>>>>>

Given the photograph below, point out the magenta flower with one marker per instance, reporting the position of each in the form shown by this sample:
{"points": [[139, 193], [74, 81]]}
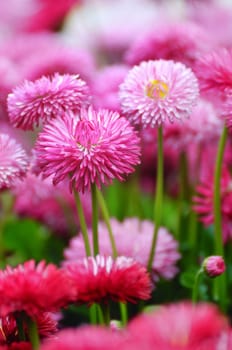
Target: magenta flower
{"points": [[214, 266], [13, 161], [101, 279], [133, 239], [90, 147], [46, 98], [156, 91]]}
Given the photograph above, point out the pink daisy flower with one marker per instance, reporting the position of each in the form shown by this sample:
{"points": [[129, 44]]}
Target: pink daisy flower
{"points": [[90, 147], [101, 279], [156, 91], [179, 326], [203, 201], [34, 289], [46, 98], [214, 266], [133, 239], [13, 161], [84, 338], [182, 42]]}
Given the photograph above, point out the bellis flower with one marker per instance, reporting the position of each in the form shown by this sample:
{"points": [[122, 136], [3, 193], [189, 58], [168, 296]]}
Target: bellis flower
{"points": [[46, 98], [89, 147], [101, 279], [13, 161], [156, 91]]}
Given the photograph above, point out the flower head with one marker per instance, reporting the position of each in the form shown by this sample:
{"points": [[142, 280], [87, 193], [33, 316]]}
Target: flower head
{"points": [[101, 279], [133, 239], [46, 98], [13, 161], [214, 266], [90, 147], [34, 289], [156, 91]]}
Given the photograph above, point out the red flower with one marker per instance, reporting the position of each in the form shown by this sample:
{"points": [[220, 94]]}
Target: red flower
{"points": [[34, 289], [101, 279]]}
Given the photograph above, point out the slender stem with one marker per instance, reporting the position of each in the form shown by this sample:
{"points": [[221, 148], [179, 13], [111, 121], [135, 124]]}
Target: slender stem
{"points": [[196, 286], [219, 283], [95, 219], [106, 218], [33, 333], [158, 205], [124, 314], [83, 225]]}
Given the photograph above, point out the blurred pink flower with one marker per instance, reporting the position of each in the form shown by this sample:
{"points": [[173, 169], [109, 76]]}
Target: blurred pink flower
{"points": [[34, 288], [182, 42], [156, 91], [203, 201], [101, 279], [46, 98], [133, 239], [90, 147], [105, 84], [13, 161]]}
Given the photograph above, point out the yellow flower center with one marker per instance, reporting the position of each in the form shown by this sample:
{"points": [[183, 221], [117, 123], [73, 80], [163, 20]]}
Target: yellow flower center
{"points": [[157, 89]]}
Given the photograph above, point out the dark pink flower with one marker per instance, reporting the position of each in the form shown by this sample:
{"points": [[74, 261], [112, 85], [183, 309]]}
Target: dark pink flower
{"points": [[13, 161], [90, 147], [85, 338], [203, 201], [214, 266], [182, 42], [179, 326], [102, 279], [34, 289], [156, 91], [46, 98], [133, 239]]}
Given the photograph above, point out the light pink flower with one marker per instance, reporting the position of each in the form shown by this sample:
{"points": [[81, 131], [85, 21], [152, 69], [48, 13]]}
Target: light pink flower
{"points": [[46, 98], [13, 161], [90, 147], [182, 42], [101, 279], [156, 91], [214, 266], [133, 239]]}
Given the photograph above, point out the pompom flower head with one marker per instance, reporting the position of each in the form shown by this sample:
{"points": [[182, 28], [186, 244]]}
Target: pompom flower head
{"points": [[102, 279], [90, 147], [156, 91], [34, 289], [13, 161], [46, 98]]}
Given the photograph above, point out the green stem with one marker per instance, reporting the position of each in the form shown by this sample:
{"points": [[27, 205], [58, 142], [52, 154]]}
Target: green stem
{"points": [[106, 218], [158, 205], [82, 221], [33, 333], [95, 219], [196, 286], [219, 283]]}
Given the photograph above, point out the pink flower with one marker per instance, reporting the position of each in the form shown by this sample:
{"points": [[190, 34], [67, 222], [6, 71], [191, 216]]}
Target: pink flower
{"points": [[13, 161], [179, 326], [203, 202], [214, 266], [90, 147], [34, 289], [105, 84], [37, 198], [133, 239], [182, 42], [45, 99], [102, 279], [156, 91], [84, 338]]}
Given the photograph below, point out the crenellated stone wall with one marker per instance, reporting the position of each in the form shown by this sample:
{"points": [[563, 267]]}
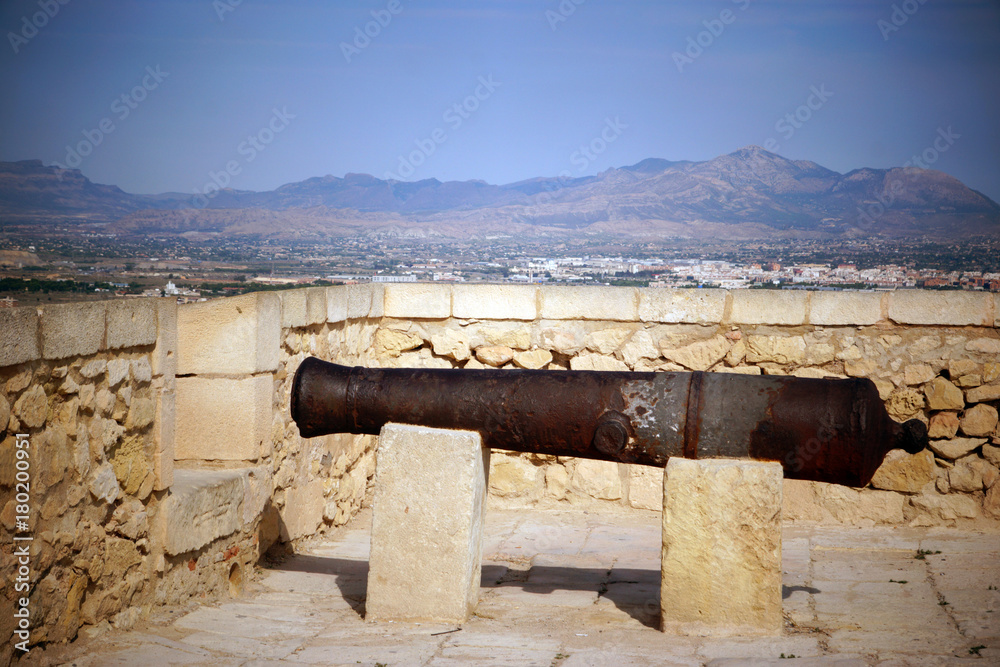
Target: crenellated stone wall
{"points": [[163, 460], [933, 356]]}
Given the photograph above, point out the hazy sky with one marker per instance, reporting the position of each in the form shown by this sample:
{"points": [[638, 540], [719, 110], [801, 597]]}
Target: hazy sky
{"points": [[158, 96]]}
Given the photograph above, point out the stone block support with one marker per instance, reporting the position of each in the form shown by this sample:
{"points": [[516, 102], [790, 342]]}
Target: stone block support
{"points": [[721, 563], [427, 524]]}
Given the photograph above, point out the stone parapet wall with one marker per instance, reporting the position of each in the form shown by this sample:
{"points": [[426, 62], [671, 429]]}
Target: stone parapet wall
{"points": [[85, 386], [164, 460]]}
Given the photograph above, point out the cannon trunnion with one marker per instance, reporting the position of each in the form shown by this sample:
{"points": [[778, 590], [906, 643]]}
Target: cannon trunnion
{"points": [[826, 430]]}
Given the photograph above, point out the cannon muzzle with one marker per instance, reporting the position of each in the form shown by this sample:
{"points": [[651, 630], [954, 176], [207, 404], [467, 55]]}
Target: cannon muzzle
{"points": [[826, 430]]}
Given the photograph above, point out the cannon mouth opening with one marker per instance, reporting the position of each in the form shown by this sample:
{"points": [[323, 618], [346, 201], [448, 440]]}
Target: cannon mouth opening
{"points": [[912, 436]]}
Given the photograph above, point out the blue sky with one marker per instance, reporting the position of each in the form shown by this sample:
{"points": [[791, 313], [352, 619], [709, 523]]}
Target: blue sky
{"points": [[269, 90]]}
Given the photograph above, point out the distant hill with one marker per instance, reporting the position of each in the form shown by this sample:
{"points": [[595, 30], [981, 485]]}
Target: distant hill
{"points": [[750, 193]]}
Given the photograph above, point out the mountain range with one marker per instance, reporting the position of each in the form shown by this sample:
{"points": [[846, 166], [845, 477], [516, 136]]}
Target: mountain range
{"points": [[750, 193]]}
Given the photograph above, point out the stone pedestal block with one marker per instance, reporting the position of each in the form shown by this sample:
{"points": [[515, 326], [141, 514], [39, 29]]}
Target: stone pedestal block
{"points": [[427, 524], [721, 564]]}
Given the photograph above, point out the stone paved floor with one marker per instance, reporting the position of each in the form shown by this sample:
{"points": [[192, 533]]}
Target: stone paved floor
{"points": [[570, 588]]}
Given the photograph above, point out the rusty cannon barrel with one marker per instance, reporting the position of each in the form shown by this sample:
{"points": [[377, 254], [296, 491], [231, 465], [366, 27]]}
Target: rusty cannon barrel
{"points": [[825, 430]]}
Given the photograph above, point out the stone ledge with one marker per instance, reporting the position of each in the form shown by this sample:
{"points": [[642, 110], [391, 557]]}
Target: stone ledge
{"points": [[417, 301], [495, 302], [845, 308], [204, 505], [951, 308], [681, 306], [73, 329], [590, 302], [19, 342], [764, 306]]}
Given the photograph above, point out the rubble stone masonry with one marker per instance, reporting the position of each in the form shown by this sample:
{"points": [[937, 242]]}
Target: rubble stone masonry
{"points": [[163, 459]]}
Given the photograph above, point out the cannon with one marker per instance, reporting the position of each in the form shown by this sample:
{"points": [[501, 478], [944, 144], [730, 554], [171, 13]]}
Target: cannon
{"points": [[827, 430]]}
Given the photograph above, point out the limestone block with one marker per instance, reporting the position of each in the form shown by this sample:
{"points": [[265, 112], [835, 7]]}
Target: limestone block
{"points": [[390, 342], [992, 454], [904, 404], [494, 355], [597, 479], [778, 349], [901, 471], [979, 420], [845, 308], [293, 308], [917, 374], [739, 370], [19, 342], [960, 367], [495, 302], [364, 301], [73, 329], [589, 303], [517, 336], [427, 524], [222, 419], [639, 346], [327, 304], [988, 392], [785, 307], [596, 362], [257, 487], [943, 395], [240, 334], [942, 308], [131, 323], [946, 508], [699, 356], [202, 506], [533, 359], [645, 487], [606, 341], [943, 425], [302, 512], [417, 301], [852, 506], [965, 479], [955, 448], [164, 440], [984, 345], [677, 306], [721, 561], [514, 476], [164, 358], [451, 343]]}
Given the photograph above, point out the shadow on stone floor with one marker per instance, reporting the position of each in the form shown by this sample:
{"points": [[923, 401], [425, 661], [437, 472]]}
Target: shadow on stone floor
{"points": [[635, 592], [786, 591]]}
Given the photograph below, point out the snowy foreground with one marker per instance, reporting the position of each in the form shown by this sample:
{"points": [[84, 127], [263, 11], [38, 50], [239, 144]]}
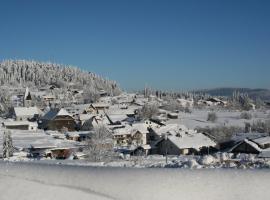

<<<<<

Copy all lines from the material that contain "below".

Given the photograph below, point out the magenta flower with one marker per instance, reporting the position of each in the form shown by this sample:
Given the photograph below, point out the crenellated stone wall with one marker per instance, reporting the position of each in the form shown by this sample:
Given the photograph below, point out the snowy foreground with one marker per instance, reporting the position of each in the form shown by this sample:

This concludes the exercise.